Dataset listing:
▶

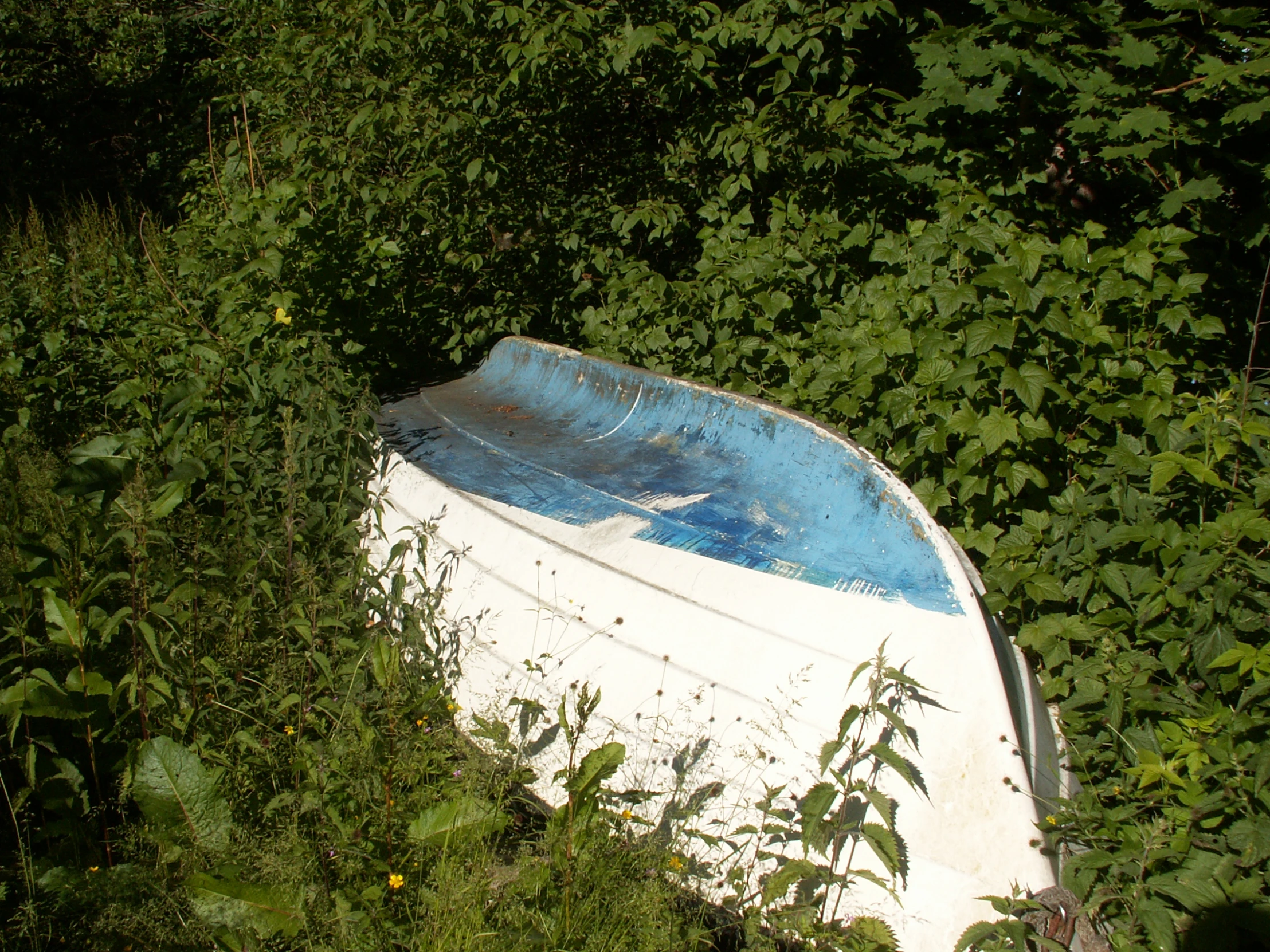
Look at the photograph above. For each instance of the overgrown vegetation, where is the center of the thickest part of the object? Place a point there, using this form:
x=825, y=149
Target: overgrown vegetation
x=1014, y=249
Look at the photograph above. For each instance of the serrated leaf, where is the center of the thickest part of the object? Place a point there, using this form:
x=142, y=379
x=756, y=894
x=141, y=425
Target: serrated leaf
x=780, y=882
x=883, y=844
x=997, y=428
x=906, y=770
x=62, y=622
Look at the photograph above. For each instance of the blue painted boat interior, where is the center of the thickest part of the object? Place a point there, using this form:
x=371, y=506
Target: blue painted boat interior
x=582, y=439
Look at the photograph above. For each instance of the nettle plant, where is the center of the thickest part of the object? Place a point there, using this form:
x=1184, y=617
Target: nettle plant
x=835, y=821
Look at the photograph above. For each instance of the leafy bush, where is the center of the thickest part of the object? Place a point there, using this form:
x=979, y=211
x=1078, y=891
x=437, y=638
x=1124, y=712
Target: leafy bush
x=1012, y=248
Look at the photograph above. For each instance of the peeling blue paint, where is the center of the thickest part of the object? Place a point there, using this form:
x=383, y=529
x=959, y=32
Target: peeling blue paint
x=581, y=439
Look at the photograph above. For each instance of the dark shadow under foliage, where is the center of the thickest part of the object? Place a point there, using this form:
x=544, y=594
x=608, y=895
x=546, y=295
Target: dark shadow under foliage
x=1014, y=249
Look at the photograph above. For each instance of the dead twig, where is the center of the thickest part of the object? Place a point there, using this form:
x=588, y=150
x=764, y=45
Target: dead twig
x=250, y=151
x=211, y=156
x=1249, y=367
x=142, y=234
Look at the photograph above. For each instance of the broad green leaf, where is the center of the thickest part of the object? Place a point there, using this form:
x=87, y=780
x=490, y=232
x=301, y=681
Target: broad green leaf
x=455, y=819
x=1029, y=383
x=267, y=910
x=597, y=767
x=997, y=428
x=178, y=796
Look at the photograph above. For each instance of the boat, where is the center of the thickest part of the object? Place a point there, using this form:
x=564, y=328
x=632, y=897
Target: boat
x=719, y=567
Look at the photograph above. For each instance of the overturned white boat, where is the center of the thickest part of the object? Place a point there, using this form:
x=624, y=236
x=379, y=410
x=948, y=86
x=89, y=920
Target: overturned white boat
x=719, y=567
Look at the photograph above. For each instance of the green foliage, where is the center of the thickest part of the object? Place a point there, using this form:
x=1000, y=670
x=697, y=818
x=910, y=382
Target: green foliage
x=1013, y=249
x=178, y=796
x=833, y=820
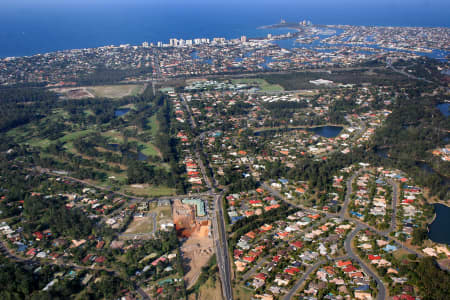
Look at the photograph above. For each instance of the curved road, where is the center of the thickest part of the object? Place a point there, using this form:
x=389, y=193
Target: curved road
x=348, y=248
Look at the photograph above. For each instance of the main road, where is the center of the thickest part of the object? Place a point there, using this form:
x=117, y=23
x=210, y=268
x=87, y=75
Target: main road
x=219, y=229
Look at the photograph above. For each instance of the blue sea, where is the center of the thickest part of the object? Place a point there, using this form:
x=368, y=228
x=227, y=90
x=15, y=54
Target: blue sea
x=31, y=27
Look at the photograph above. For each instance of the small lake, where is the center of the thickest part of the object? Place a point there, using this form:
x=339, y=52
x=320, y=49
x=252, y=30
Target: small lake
x=142, y=156
x=443, y=107
x=439, y=230
x=325, y=131
x=120, y=112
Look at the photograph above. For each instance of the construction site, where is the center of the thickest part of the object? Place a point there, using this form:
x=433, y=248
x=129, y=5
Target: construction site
x=194, y=228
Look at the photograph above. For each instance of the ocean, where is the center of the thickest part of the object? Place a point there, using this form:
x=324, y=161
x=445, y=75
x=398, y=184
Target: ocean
x=46, y=26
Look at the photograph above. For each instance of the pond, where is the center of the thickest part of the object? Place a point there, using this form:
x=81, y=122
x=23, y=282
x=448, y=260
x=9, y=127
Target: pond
x=443, y=107
x=120, y=112
x=439, y=229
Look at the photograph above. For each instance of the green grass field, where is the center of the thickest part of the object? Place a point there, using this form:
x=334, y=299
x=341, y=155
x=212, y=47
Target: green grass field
x=70, y=136
x=116, y=91
x=150, y=150
x=154, y=126
x=261, y=83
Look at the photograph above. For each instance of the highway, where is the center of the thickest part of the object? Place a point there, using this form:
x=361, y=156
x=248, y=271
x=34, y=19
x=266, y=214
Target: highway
x=219, y=229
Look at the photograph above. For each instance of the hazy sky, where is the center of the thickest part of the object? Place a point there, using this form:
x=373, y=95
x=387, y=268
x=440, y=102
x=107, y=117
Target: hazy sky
x=418, y=3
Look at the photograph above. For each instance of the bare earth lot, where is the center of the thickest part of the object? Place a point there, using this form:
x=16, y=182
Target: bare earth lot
x=196, y=252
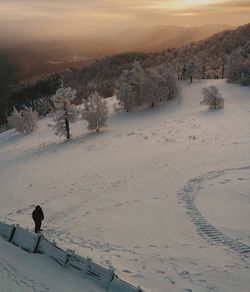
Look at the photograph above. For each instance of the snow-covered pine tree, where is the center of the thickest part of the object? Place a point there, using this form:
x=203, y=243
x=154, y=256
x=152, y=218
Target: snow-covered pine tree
x=128, y=87
x=212, y=97
x=170, y=81
x=154, y=87
x=15, y=120
x=66, y=112
x=23, y=121
x=30, y=118
x=190, y=70
x=95, y=112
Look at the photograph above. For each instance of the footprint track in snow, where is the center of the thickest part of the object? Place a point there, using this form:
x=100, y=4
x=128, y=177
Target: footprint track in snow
x=206, y=230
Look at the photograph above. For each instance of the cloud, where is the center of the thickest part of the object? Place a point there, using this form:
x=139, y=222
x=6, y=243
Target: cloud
x=61, y=17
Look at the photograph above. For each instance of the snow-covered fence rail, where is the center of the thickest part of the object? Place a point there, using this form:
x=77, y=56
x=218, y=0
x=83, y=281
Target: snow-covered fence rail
x=53, y=251
x=7, y=231
x=36, y=243
x=25, y=239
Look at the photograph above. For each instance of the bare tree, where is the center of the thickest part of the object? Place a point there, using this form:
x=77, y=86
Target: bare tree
x=95, y=112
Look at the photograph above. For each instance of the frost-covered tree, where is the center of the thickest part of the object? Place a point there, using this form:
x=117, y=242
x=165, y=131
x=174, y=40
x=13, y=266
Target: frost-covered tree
x=191, y=67
x=169, y=80
x=154, y=87
x=95, y=112
x=66, y=112
x=23, y=121
x=212, y=97
x=128, y=87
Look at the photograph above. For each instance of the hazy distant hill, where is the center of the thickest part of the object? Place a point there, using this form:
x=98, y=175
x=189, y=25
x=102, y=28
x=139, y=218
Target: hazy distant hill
x=163, y=37
x=38, y=58
x=104, y=72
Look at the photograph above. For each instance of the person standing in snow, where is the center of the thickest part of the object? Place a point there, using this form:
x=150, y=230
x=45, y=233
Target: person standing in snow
x=38, y=217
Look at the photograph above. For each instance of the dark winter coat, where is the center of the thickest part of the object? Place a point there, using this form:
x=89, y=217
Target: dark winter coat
x=37, y=214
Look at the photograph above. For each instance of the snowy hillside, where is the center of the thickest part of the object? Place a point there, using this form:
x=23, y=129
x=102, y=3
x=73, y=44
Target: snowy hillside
x=162, y=195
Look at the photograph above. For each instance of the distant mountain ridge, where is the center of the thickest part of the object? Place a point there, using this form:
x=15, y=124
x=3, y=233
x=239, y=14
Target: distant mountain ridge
x=214, y=52
x=38, y=58
x=163, y=37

◀

■ TASK REQUIREMENTS
Copy the entire listing above word for word, leaving out the pictures.

■ CORRECT RESPONSE
Look at the photograph above. For each instance of the overgrown vegetation, where is the center of the thickest part of the object? Place a point there, using this form:
x=825, y=149
Target: overgrown vegetation
x=1014, y=249
Look at the photograph above. For each instance of the serrated leaf, where is the center of the thickest part of the object? Place a point there, using this form:
x=142, y=379
x=756, y=894
x=141, y=425
Target: serrated leaf
x=780, y=882
x=883, y=844
x=997, y=428
x=906, y=770
x=62, y=622
Look at the photograph above. For each instance of the blue painted boat interior, where is the center of the thickest part of the object? Place a point there, using this form:
x=371, y=506
Target: blue painted boat interior
x=582, y=439
Look at the photograph above. For each instance of the nettle plant, where is the center of the thickest part of the object? Place a point there, using this form:
x=1184, y=617
Target: nettle plant
x=835, y=821
Look at the photograph above. For each instance of the leafy bush, where is the center of the thickest part of the object? Place a point there, using this form:
x=979, y=211
x=1078, y=891
x=437, y=638
x=1124, y=712
Target: leafy bush
x=1012, y=248
Look at the photograph above. For each instance of the peeling blue paint, where is the center of the thickest part of the object? Place a point there, using this form:
x=383, y=529
x=959, y=32
Target: peeling blue paint
x=581, y=439
Look at the photograph above. For each instance of the dark shadow under foliage, where is the center of the thickest part of the object? Place a point there, using this form:
x=544, y=594
x=608, y=895
x=546, y=295
Target: dark shadow under foliage
x=1014, y=249
Look at the photograph above. For each instance of the dead twig, where is the center of the thickest part of the object? Place a point there, using this form:
x=588, y=150
x=764, y=45
Target: dead twig
x=250, y=151
x=211, y=156
x=1249, y=367
x=142, y=234
Look at the photograph above. For each instance of the broad green leaf, where is the center of the thickest part of the object? Place a point there, using this form:
x=87, y=780
x=490, y=232
x=301, y=681
Target: broad green leaf
x=455, y=819
x=1029, y=383
x=267, y=910
x=597, y=767
x=997, y=428
x=178, y=796
Look at the photograph above. For each instance of the boat, where is the center of the thickest part of the object? Place a point there, using this form:
x=564, y=328
x=632, y=897
Target: boat
x=719, y=567
Look at the photograph above. For each instance of the overturned white boat, where is the center of the thickest part of the object? Place a point there, using this form:
x=624, y=236
x=379, y=410
x=948, y=86
x=89, y=920
Target: overturned white boat
x=719, y=567
Look at the photograph above. For each instance of the green foliage, where is the center of the thickest part of the object? Place a point there, using this form:
x=1000, y=670
x=697, y=818
x=910, y=382
Target: green foliage
x=1013, y=249
x=178, y=796
x=833, y=820
Look at the photograph above. For each instance of the curved road, where is the center of the thickest part of the object? Place a point there, using this form:
x=389, y=193
Target: curved road
x=348, y=248
Look at the photograph above. For each instance of the main road, where is the center of the thickest part of the object? Place a point there, using this form:
x=117, y=23
x=210, y=268
x=87, y=75
Target: main road
x=219, y=229
Look at the photograph above. For each instance of the blue sea, where is the center of the thickest part of the object? Place a point there, using this form:
x=368, y=228
x=227, y=90
x=15, y=54
Target: blue sea
x=31, y=27
Look at the photograph above. For each instance of the small lake, where is the center of the thickest part of the object? Place a point there, using this form:
x=339, y=52
x=320, y=49
x=252, y=30
Target: small lake
x=142, y=156
x=443, y=107
x=439, y=230
x=325, y=131
x=120, y=112
Look at the photograph above. For each instance of the construction site, where is the center of the thickest part of the object? Place a point there, using this form:
x=433, y=248
x=129, y=5
Target: construction site
x=194, y=228
Look at the photograph above. For each instance of the ocean, where is the center of the thickest part of the object? Place a point there, using this form:
x=324, y=161
x=445, y=75
x=398, y=184
Target: ocean
x=46, y=26
Look at the photograph above. For each instance of the pond, where is the center of the thickest part of the object? Place a point there, using this form:
x=81, y=122
x=23, y=282
x=448, y=260
x=9, y=127
Target: pond
x=443, y=107
x=120, y=112
x=439, y=229
Look at the photograph above. For each instance of the green grass field, where is the center of the thickest part of the object? Place a point there, using this form:
x=334, y=299
x=341, y=155
x=212, y=47
Target: green grass field
x=70, y=136
x=116, y=91
x=150, y=150
x=154, y=126
x=261, y=83
Look at the photograph above. For each instance of the highway, where is the center of the thickest part of the object? Place a point there, using this form:
x=361, y=156
x=248, y=271
x=34, y=19
x=266, y=214
Target: highway
x=219, y=229
Look at the photograph above. For each instance of the hazy sky, where is the center of the thickest part of the object? Place a point there, using this form:
x=373, y=95
x=387, y=268
x=440, y=102
x=107, y=117
Target: hazy sky
x=418, y=3
Look at the photograph above. For each instance of the bare earth lot, where is the center of the thickest part of the object? Place a point there, using this form:
x=16, y=182
Target: bare earth lot
x=196, y=252
Look at the photograph above. For each instance of the snow-covered pine tree, where is the center of the thickest part of the object? Place a point there, using this form:
x=203, y=243
x=154, y=256
x=152, y=218
Target: snow-covered pine tree
x=128, y=87
x=212, y=97
x=170, y=81
x=154, y=87
x=15, y=120
x=66, y=112
x=23, y=121
x=30, y=118
x=190, y=70
x=95, y=112
Look at the photograph above. For each instance of the footprint track in snow, where is the center of the thickest part of the object? Place a point there, using this form:
x=100, y=4
x=128, y=177
Target: footprint track in snow
x=206, y=230
Look at the photograph above. For each instance of the cloud, where is the center of the thickest part of the object? Place a point there, using this form:
x=139, y=222
x=6, y=243
Target: cloud
x=61, y=17
Look at the photograph above. For each instance of the snow-covered fence rail, where is the center of the thickest part of the object? Place a point there, using this form:
x=77, y=56
x=218, y=0
x=83, y=281
Target: snow-covered fence rail
x=53, y=251
x=7, y=231
x=36, y=243
x=25, y=239
Look at the photograph above. For each instance of the bare tree, where is the center of the thickest part of the object? Place a point there, using this form:
x=77, y=86
Target: bare tree
x=95, y=112
Look at the photograph above. For each instance of the frost-covered tree, where is the center of the thickest part of the object? Place a point there, using this form:
x=117, y=242
x=165, y=131
x=174, y=40
x=13, y=266
Target: frost-covered tree
x=191, y=67
x=169, y=80
x=154, y=87
x=95, y=112
x=66, y=112
x=23, y=121
x=212, y=97
x=128, y=87
Look at the photograph above. For each instance of the hazy distant hill, where is the center of the thickest part of the object? Place a point there, using this form:
x=98, y=175
x=189, y=25
x=102, y=28
x=139, y=218
Target: hazy distant hill
x=163, y=37
x=38, y=58
x=104, y=72
Look at the photograph above. For each instance of the person standing in snow, where is the center of the thickest part of the object? Place a point there, using this form:
x=150, y=230
x=45, y=233
Target: person standing in snow
x=38, y=217
Look at the photograph above. For each instance of the dark winter coat, where is the center of the thickest part of the object? Place a point there, using this form:
x=89, y=217
Target: dark winter coat
x=37, y=214
Look at the photograph above. For each instance of the snowy hillside, where is the center of the thickest part of the object? Place a point there, using this form:
x=23, y=129
x=102, y=3
x=73, y=44
Target: snowy hillside
x=162, y=195
Look at the photograph above. For each instance of the distant mountain ridge, where is the center of the thickest part of the object? Place a point there, using this form:
x=15, y=124
x=3, y=233
x=239, y=14
Target: distant mountain ridge
x=214, y=52
x=38, y=58
x=163, y=37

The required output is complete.